Source text —
The second half of The Book on the Bookshelf focuses largely on modern library stacks. We learn that tall narrow windows indicate the location of a building's main shelf holdings. Petroski traces the construction of the old British Museum Reading Room, built in a courtyard under a dome bigger than St. Peter's in Rome. In passing, he reminds us that a character in E.M. Forster's novel Howards End suffers a heart attack, overturns a bookcase and is smothered to death by the falling volumes: How many bookmen and women have worried about -- or tacitly yearned for -- such a death? Melvil Dewey, it turns out, was quite a visionary, even managing to foresee the moveable compact shelving found in modern research libraries: "A series of 100 double faces [double-sided bookshelves] could be swung together, with one 75 cm aisle for the series. On an average it would be necessary to move 25 cases to transfer the aisle to the face needed . . . "
In his final pages, Petroski reflects on compact discs, the Internet and various approaches to the digital storage of information. Wisely, he doesn't hazard anything beyond a wan guess or two about their impact on libraries during the next millennium. Instead, he ends his appealing survey with an appendix largely devoted to the advantages and disadvantages to 25 different systems for arranging one's books -- by author's last name, by size, by ISBN number, by publisher, by read/unread titles, by order of acquisition, etc.
Alas, Petroski for all his wisdom in these matters does overlook one widespread method of book arrangement -- what one might dub the domestic jumble, when restless book accumulation slowly sweeps aside vain efforts at logic and design. As Wallace Stevens once observed, "A great disorder is an order. . ." A truth that some of us know all too well.

Data records —
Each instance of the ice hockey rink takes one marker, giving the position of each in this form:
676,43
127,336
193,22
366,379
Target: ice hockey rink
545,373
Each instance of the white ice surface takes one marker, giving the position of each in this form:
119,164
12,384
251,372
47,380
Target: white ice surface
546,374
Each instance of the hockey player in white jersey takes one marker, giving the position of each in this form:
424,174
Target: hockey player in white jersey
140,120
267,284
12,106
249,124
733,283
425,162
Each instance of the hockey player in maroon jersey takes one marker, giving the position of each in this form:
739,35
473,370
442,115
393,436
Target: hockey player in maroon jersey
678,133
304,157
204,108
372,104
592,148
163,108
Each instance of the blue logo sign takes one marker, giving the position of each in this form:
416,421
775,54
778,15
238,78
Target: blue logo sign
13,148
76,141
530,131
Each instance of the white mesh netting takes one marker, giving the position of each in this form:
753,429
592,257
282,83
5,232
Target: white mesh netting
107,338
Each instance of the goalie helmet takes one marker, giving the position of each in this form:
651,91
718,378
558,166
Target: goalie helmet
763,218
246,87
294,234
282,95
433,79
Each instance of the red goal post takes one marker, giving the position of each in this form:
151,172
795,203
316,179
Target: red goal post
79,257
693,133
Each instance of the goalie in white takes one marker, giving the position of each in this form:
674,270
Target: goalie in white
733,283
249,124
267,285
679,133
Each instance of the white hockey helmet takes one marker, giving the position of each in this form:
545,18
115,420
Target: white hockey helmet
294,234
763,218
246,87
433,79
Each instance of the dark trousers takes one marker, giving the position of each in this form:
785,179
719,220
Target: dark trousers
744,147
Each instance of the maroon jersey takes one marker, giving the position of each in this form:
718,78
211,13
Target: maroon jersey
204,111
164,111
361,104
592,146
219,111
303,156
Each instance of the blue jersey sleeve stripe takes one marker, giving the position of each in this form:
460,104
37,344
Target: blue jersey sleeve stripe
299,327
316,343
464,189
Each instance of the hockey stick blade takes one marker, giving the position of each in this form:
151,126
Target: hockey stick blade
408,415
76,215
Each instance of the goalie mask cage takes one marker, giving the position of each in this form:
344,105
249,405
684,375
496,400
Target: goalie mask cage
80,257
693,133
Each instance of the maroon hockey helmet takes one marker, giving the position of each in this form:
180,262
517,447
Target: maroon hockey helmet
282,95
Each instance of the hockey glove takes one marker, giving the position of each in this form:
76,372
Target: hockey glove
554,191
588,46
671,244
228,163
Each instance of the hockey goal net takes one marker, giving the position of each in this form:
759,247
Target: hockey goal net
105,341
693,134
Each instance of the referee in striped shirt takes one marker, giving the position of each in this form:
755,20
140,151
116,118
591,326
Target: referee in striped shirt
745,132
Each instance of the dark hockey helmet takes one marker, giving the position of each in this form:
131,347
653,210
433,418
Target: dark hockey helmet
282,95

Task — Reproduce the passage of the book review above word for word, from "In his final" up to and including "all too well.".

Response to the task —
In his final pages, Petroski reflects on compact discs, the Internet and various approaches to the digital storage of information. Wisely, he doesn't hazard anything beyond a wan guess or two about their impact on libraries during the next millennium. Instead, he ends his appealing survey with an appendix largely devoted to the advantages and disadvantages to 25 different systems for arranging one's books -- by author's last name, by size, by ISBN number, by publisher, by read/unread titles, by order of acquisition, etc.
Alas, Petroski for all his wisdom in these matters does overlook one widespread method of book arrangement -- what one might dub the domestic jumble, when restless book accumulation slowly sweeps aside vain efforts at logic and design. As Wallace Stevens once observed, "A great disorder is an order. . ." A truth that some of us know all too well.